■ Supplied entries:

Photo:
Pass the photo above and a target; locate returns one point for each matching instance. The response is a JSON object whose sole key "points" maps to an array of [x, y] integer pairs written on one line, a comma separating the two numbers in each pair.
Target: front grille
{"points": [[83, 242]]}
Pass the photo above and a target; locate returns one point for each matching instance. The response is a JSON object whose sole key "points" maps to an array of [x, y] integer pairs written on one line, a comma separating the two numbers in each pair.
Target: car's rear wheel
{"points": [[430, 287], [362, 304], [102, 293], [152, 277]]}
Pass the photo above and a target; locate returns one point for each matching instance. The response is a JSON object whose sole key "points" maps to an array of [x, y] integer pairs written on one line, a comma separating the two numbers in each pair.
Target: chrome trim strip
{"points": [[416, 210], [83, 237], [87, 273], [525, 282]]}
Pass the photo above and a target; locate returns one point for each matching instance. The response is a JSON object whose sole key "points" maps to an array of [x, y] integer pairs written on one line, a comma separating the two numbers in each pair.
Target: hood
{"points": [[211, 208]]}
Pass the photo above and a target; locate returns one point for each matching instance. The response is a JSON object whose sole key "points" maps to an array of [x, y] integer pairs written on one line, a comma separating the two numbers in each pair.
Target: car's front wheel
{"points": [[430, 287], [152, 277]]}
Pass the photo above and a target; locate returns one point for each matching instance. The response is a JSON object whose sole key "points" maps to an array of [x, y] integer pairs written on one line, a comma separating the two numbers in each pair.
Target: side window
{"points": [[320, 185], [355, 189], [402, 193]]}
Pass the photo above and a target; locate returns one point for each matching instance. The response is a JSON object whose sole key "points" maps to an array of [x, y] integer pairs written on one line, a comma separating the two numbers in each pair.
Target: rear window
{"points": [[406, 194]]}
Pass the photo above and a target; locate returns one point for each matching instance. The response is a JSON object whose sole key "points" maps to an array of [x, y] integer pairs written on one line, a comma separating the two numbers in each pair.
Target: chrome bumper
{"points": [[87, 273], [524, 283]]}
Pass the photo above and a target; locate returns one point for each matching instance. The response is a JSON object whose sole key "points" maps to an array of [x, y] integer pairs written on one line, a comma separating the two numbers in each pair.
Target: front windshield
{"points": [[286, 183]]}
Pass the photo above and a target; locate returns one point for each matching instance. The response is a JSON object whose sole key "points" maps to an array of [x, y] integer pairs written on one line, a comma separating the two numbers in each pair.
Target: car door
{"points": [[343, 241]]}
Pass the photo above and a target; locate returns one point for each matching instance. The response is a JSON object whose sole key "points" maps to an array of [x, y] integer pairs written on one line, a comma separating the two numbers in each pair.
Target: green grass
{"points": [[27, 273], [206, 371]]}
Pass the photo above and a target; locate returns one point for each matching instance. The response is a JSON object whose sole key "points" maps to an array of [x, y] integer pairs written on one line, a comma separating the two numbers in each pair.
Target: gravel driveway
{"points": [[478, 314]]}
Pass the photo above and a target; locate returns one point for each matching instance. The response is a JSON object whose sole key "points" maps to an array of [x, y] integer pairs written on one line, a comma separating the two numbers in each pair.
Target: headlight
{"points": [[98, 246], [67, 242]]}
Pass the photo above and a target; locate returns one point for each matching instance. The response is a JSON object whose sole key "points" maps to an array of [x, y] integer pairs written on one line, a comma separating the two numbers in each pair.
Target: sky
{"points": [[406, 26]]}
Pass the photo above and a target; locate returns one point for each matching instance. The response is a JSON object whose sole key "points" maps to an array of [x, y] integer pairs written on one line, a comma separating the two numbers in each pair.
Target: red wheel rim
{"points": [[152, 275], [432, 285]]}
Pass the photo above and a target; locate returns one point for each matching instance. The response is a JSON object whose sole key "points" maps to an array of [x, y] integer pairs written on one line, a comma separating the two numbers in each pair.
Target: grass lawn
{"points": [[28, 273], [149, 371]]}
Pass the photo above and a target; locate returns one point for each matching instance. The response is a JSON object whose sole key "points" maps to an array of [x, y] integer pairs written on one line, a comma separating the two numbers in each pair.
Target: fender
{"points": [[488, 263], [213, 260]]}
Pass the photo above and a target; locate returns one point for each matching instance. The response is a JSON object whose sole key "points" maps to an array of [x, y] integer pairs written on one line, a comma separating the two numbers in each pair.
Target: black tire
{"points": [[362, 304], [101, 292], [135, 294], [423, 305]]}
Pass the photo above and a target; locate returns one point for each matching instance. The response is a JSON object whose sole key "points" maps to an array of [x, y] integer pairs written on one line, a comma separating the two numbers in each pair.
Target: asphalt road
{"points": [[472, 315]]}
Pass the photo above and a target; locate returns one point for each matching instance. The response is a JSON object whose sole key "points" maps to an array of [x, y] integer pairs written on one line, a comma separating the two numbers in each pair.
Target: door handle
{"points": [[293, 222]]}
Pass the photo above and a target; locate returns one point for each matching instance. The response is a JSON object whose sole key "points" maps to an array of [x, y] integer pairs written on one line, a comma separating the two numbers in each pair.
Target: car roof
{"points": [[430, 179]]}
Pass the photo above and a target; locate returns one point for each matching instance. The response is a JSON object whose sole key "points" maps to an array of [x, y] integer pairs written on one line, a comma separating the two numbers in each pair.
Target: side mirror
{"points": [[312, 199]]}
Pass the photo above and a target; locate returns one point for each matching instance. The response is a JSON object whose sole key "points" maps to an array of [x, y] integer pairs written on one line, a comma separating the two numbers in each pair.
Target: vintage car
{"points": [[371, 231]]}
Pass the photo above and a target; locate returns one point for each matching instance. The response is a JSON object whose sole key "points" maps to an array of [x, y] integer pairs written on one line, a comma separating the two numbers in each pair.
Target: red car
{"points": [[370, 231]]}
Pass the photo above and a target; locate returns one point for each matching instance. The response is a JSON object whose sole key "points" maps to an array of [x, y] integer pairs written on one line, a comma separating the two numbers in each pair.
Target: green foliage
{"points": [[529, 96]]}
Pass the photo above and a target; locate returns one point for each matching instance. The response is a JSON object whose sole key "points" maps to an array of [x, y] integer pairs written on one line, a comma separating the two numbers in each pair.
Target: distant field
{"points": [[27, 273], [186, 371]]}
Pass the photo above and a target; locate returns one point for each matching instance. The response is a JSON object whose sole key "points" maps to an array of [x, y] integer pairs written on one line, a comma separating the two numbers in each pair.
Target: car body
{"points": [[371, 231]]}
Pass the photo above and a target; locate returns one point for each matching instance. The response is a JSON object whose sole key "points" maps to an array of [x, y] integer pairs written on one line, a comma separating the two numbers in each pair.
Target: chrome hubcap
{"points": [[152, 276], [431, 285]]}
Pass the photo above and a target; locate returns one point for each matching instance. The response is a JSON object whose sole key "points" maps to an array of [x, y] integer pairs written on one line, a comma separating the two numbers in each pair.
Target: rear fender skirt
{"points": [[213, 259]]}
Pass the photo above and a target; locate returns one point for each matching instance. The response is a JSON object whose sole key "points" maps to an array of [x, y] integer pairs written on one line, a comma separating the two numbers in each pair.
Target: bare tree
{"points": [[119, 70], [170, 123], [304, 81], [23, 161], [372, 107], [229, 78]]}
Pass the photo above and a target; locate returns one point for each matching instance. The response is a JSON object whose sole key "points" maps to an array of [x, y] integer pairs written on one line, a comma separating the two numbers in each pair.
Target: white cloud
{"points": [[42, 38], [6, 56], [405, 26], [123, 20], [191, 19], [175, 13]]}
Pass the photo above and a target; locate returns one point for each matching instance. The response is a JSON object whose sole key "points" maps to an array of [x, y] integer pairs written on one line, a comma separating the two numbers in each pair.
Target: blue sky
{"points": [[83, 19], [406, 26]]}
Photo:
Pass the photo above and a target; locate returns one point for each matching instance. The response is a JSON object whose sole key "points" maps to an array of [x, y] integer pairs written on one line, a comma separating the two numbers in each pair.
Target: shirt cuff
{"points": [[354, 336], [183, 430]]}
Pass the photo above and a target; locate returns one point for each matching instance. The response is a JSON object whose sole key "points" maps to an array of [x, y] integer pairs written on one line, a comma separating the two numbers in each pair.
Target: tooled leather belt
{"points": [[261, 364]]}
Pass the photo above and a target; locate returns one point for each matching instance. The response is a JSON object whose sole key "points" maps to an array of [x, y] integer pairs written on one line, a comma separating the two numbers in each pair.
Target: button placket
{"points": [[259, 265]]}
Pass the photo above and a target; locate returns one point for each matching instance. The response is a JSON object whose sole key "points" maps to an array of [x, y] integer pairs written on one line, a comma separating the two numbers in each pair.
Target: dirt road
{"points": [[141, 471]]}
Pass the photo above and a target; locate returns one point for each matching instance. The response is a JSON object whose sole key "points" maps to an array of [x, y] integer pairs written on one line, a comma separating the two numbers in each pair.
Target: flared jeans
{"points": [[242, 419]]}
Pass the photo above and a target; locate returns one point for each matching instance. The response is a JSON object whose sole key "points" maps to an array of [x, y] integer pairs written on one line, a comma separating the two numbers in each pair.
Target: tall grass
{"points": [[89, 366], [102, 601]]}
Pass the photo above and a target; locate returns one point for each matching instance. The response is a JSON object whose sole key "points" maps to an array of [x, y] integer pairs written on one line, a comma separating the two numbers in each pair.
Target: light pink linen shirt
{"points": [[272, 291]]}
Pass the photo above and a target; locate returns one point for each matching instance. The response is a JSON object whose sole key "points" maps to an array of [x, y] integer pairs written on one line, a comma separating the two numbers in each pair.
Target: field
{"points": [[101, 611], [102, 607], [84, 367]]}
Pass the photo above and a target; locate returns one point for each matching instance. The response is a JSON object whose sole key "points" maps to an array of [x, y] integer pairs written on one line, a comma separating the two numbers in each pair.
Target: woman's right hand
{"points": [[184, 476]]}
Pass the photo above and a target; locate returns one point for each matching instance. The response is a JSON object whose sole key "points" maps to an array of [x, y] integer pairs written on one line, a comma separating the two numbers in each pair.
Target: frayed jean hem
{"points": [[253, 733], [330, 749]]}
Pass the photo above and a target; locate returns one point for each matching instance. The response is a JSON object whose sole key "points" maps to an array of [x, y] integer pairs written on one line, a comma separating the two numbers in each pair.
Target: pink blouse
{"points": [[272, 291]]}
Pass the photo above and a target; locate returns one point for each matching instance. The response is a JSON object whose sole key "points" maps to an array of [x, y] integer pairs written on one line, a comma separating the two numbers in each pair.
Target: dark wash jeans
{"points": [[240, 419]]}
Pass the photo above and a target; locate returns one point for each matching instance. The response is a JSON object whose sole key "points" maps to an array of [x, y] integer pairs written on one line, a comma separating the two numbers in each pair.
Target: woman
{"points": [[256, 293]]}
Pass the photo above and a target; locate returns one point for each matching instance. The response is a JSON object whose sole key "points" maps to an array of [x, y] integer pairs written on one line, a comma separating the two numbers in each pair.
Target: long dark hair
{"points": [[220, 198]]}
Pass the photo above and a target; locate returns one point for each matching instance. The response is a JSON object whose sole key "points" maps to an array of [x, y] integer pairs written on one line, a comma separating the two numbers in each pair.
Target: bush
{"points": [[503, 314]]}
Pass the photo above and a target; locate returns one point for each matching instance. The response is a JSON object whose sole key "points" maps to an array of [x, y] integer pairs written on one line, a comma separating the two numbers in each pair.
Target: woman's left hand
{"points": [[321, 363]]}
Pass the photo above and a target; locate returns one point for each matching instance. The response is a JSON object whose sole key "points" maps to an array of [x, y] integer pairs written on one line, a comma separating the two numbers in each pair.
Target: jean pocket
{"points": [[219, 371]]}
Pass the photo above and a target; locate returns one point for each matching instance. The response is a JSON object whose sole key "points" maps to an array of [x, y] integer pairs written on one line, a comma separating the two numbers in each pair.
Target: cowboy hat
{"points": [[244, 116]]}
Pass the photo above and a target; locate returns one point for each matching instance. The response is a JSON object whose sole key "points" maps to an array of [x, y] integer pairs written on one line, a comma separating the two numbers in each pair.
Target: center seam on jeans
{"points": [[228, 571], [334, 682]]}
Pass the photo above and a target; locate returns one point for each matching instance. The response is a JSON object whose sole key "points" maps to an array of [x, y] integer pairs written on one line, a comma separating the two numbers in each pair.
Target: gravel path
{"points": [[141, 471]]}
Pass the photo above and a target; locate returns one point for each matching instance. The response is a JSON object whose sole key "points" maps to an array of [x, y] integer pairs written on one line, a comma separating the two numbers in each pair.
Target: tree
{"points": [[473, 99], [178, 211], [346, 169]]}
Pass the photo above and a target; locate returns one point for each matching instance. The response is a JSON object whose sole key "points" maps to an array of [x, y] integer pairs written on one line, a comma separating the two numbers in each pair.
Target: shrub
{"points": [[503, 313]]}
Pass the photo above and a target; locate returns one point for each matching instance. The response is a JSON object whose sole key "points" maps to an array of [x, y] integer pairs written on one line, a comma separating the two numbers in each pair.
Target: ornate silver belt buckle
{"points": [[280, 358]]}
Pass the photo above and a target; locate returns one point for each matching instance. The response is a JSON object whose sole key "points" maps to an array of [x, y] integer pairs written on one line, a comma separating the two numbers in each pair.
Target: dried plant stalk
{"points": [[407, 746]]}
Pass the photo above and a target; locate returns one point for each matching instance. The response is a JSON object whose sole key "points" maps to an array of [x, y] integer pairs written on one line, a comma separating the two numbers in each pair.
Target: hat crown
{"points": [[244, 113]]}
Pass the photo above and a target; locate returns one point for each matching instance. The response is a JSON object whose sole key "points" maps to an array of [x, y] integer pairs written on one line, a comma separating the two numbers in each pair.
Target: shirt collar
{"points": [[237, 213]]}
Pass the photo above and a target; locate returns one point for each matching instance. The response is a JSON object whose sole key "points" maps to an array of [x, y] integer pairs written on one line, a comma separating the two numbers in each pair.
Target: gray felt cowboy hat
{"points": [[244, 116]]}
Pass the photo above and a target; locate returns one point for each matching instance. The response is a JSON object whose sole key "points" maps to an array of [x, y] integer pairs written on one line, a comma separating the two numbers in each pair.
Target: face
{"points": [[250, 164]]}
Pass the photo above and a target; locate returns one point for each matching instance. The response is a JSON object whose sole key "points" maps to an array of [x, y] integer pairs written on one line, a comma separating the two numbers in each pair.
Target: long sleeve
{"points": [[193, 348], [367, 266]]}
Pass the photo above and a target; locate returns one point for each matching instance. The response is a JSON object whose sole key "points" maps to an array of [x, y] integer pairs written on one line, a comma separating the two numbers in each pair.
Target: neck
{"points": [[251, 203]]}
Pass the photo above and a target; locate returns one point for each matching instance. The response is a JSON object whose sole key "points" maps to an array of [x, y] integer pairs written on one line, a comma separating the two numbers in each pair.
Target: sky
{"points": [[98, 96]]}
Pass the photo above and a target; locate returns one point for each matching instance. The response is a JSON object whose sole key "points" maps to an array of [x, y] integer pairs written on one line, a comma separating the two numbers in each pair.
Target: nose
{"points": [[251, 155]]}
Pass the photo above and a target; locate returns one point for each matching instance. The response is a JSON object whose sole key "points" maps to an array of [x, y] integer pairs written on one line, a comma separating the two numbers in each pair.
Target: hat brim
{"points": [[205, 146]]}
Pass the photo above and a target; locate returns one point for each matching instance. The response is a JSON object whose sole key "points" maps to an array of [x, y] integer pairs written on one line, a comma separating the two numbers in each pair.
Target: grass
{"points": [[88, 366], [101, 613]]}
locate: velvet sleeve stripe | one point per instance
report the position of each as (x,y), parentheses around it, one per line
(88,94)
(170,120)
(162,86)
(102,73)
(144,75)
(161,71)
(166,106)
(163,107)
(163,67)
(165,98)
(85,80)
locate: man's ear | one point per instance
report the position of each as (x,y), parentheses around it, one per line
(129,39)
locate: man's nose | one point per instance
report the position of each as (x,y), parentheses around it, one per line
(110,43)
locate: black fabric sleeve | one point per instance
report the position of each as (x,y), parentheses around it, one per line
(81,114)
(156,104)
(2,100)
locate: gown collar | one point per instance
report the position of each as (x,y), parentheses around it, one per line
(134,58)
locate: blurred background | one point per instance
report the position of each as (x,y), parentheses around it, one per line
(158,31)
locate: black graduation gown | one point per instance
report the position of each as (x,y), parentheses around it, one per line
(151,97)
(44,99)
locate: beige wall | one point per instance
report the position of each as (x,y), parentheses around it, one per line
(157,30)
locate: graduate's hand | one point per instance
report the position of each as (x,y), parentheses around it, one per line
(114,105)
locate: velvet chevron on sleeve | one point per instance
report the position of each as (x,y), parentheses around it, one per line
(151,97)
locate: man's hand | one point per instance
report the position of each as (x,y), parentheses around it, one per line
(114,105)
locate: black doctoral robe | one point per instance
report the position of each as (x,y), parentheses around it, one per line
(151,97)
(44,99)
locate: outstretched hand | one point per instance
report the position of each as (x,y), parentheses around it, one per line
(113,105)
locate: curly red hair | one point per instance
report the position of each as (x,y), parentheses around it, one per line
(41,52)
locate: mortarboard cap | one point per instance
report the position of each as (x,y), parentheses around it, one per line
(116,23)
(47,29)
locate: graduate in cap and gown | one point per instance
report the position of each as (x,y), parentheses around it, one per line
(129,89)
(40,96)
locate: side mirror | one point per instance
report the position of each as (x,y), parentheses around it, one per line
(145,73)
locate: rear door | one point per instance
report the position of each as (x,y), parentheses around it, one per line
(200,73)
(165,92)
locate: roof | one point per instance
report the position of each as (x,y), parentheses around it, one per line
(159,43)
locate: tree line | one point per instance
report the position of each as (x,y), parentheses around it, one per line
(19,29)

■ Task to carry out:
Report only how many lines in the listing contain the string "gown".

■ Written response:
3